§ INFORMATION PROVIDED
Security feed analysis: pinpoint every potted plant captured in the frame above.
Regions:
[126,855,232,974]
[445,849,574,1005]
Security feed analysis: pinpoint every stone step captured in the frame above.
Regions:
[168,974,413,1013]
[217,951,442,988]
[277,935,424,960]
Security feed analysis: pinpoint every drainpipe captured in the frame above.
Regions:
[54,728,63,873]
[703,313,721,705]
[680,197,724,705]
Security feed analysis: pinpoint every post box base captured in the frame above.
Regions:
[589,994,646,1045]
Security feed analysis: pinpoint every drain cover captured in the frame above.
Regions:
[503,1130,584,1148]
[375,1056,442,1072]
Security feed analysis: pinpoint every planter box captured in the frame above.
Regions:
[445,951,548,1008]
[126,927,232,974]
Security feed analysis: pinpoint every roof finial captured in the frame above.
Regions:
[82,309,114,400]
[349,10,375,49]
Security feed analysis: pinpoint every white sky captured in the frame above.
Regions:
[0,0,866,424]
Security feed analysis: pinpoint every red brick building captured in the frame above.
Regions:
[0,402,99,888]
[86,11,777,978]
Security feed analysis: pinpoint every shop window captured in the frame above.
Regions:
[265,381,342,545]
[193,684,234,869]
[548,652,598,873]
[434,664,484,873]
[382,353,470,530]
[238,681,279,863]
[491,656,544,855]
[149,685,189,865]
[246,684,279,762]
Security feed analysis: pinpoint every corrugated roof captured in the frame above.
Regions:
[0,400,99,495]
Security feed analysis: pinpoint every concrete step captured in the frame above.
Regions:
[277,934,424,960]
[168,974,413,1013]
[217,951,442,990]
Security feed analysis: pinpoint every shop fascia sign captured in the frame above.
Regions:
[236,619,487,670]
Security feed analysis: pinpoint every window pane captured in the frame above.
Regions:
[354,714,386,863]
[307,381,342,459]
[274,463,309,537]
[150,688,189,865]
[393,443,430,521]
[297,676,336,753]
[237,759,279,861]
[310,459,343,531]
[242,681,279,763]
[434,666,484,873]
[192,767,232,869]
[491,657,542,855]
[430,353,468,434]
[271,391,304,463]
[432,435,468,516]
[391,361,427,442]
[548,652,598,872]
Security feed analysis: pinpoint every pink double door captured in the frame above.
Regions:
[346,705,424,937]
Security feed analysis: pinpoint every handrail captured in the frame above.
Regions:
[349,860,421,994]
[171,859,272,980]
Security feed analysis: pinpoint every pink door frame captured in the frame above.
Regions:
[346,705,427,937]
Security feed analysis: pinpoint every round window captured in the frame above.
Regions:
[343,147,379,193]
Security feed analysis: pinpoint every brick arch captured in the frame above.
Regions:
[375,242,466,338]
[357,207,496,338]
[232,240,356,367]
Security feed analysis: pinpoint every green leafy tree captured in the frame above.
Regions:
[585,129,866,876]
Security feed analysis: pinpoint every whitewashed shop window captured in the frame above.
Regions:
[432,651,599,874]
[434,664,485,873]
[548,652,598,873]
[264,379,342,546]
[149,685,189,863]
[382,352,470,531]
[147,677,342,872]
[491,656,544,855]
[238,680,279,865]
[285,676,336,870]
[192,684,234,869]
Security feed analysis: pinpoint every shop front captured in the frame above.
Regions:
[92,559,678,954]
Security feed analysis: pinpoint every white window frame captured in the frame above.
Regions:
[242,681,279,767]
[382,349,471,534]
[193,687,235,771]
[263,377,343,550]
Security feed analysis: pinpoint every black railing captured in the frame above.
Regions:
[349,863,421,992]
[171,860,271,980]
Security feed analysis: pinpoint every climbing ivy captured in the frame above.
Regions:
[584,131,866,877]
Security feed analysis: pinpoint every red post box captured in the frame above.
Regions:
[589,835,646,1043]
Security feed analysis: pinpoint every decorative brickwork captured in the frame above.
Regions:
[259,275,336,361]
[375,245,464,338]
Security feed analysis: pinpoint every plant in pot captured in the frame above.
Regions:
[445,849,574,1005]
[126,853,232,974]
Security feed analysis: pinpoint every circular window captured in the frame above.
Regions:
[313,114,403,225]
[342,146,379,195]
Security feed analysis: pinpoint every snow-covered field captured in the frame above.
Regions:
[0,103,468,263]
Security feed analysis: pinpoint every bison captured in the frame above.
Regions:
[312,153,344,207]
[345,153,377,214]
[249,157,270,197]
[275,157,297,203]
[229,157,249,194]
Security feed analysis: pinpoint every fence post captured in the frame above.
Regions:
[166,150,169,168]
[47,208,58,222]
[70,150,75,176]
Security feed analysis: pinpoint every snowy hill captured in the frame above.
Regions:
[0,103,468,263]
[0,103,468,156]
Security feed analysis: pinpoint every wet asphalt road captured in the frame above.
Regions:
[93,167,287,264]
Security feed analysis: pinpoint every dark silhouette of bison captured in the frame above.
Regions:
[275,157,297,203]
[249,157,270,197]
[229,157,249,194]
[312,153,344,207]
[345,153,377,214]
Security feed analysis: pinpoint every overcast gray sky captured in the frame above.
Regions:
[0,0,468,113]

§ GIVEN REQUEST
Print all of the items above again, line for line, without changing a single character.

§ WRITTEN ANSWER
Security feed analysis: pinpoint every potted plant captured in the frame above.
Regions:
[126,855,232,974]
[445,849,574,1005]
Security feed analysis: pinpoint every stone step captured in the frame above.
Regions:
[168,974,413,1013]
[217,951,442,988]
[277,935,424,960]
Security feed analysis: pinpoint every drainpipe captured in the frame above.
Regions:
[54,728,63,873]
[703,313,721,705]
[680,197,724,705]
Security feed analysis: pinpoint every post box base captured in the frame above.
Regions:
[589,994,646,1045]
Security feed analysis: pinpoint every drain cover captured in the frame above.
Regions:
[503,1130,584,1148]
[375,1056,442,1072]
Security feed analysis: pinpoint every planter box captured in the frame above.
Regions:
[445,951,548,1008]
[126,927,232,974]
Security feed analysis: pinpoint every roof finial captured in the frame above.
Regions:
[82,309,114,400]
[349,10,375,49]
Security feed analysis: pinpoint every white sky captured in the frame above.
Regions:
[0,0,866,424]
Security feed analysis: pinpoint every red brick building captured in the frame above.
Regions:
[0,402,99,888]
[86,11,777,978]
Security feed analysis: pinpoint every shop window captured in the frame above.
Regions:
[265,381,342,545]
[193,684,234,869]
[548,652,598,873]
[434,664,484,873]
[382,353,470,530]
[238,681,279,863]
[491,656,544,855]
[149,685,189,865]
[246,684,279,762]
Security feed analysis: pinpoint every corrugated roof captured in the frame above.
Regions:
[0,400,99,495]
Security feed analysis: pinpoint every concrete step captured in the frame above.
Regions:
[277,934,424,960]
[168,974,413,1013]
[217,951,442,990]
Security feed analysis: pinpoint every shop fascia sign captured in the frame above.
Regions:
[236,619,487,670]
Security feed analysis: pinpoint every window pane captured in the frame above.
Regions:
[354,714,386,863]
[307,381,342,459]
[274,463,309,537]
[150,688,189,865]
[393,443,430,521]
[297,676,336,753]
[237,759,279,861]
[310,459,343,531]
[242,681,279,763]
[434,666,484,873]
[192,767,232,869]
[491,657,542,855]
[430,353,468,434]
[271,391,304,463]
[432,435,468,516]
[391,361,427,442]
[548,652,598,872]
Security feed analysis: pinpoint every pink double door captured in the frame above.
Regions:
[346,705,424,937]
Security feed analysis: pinpoint every handrail captured in the frame above.
Regions:
[349,860,421,994]
[171,859,272,980]
Security feed analysis: pinpoint every pink door frame captured in the frame above.
Regions:
[346,705,427,937]
Security feed analysis: pinpoint every round window captured in the frame above.
Regions:
[343,147,379,193]
Security feed analysis: pinpoint every brick arch captured in the frame above.
Regions:
[375,242,466,338]
[357,207,496,338]
[232,240,356,367]
Security feed analysis: pinpoint every green leafy tree captured in the frame above.
Regions:
[585,129,866,876]
Security feed analysis: pinpoint every whitewashed shop window captured in the frame above.
Regions:
[432,651,599,874]
[434,664,485,873]
[548,652,598,873]
[264,379,342,546]
[149,685,189,863]
[382,352,470,531]
[147,677,342,872]
[491,656,544,855]
[238,680,279,865]
[285,676,336,870]
[192,684,234,869]
Security feed analysis: pinpoint every shop front captured in the frame above.
Regions:
[92,559,678,954]
Security feed analysis: pinpoint every white window frame captured in the frame above.
Regions:
[242,681,279,767]
[382,349,471,534]
[193,687,235,771]
[263,377,343,550]
Security feed analysis: pinpoint every black railing captured in the frame above.
Regions:
[349,863,421,992]
[171,860,271,980]
Security feed analysis: pinpoint every climbing ivy captured in the frame above.
Regions:
[584,131,866,877]
Security feed analysis: pinpoint every red post box captured in the frame above.
Regions:
[589,835,646,1043]
Security feed analysis: pinpoint every decorative brickwork captured in the frame above.
Regions:
[259,275,336,361]
[375,245,464,338]
Security feed analysis: pinpoint every plant in pot captured in the frame above.
Regions:
[445,849,574,1005]
[126,853,232,974]
Security feed analysis: pinpoint every circular window captured in the frame above.
Regions:
[313,114,403,225]
[342,146,379,195]
Security feed analysis: pinpoint every snow-covered field captured in the frame above.
Regions:
[0,103,468,263]
Security feed analysis: pinpoint every bison captured in the frame above.
Regions:
[312,153,344,207]
[345,153,377,214]
[249,157,270,197]
[275,157,297,203]
[229,157,249,194]
Security feed analysis: pinpoint every fence post captured in the frame above.
Regions:
[166,150,169,168]
[47,208,58,222]
[70,150,75,176]
Security feed analysis: pinpoint every snowy hill captured in the frame above.
Regions:
[0,103,468,263]
[0,103,468,156]
Security feed analysis: pinpoint every wet asphalt road captured in the frame above.
Regions:
[93,167,287,264]
Security feed analysis: pinpoint every dark silhouette of bison captured in the frame above.
Regions:
[275,157,297,203]
[249,157,270,197]
[229,157,249,194]
[312,153,344,207]
[345,153,377,214]
Security feed analysis: pinpoint every overcast gray sky captured in the frame above.
Regions:
[0,0,468,113]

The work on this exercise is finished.